_Required task_:
Can you rewrite every line from the one containing "Presence check — is any cyclist" down to the one containing "left=379, top=0, right=394, bottom=48", request lines included, raising each coordinate in the answers by 97?

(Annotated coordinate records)

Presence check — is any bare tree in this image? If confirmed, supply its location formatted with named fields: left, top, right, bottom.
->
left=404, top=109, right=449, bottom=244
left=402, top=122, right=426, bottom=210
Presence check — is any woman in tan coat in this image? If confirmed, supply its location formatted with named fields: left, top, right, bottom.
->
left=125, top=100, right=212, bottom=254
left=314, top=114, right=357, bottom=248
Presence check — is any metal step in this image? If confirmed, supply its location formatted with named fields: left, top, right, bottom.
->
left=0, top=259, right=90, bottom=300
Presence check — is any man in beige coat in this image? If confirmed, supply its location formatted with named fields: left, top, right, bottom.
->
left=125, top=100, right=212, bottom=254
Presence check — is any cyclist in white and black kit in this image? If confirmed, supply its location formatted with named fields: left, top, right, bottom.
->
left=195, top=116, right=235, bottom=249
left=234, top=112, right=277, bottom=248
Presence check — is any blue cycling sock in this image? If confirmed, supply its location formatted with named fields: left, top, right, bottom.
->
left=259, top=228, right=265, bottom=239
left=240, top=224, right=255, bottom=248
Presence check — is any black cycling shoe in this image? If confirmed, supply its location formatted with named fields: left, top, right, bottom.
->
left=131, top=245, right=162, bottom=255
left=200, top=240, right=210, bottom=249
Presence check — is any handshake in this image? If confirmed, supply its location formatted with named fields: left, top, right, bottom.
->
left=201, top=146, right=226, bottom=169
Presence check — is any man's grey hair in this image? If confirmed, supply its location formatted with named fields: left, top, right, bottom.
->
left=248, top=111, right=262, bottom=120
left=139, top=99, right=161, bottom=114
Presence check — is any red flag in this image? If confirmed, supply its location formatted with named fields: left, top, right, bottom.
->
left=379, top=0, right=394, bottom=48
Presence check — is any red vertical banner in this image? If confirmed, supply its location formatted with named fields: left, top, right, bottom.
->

_Solution_:
Presence check — is any cyclist in white and black kit in this image? If confirmed, supply its location formatted with named fields: left, top, right, bottom.
->
left=292, top=213, right=332, bottom=346
left=331, top=209, right=374, bottom=345
Presence check — is any blue cycling sock in this image? If confirmed, supply its location formatted with named fields: left, top, right, bottom.
->
left=356, top=325, right=362, bottom=336
left=337, top=321, right=352, bottom=345
Presence check — is any black cycling shoe in this image? If confirmed, supply its location formatted with named fields: left, top, right, bottom.
->
left=228, top=342, right=259, bottom=352
left=297, top=337, right=307, bottom=346
Presence check — is any handshake in this image? If confirmed, supply its location formatted with named fields: left, top, right, bottom.
->
left=298, top=243, right=323, bottom=266
Presence check — is any man's grey hair in this image? If confirmed, supply its location formatted with named fields: left, top, right, bottom.
->
left=345, top=208, right=359, bottom=217
left=236, top=196, right=258, bottom=211
Presence check — is any red flag in this image? If confirmed, supply its location formatted with named fields: left, top, right, bottom.
->
left=476, top=97, right=491, bottom=145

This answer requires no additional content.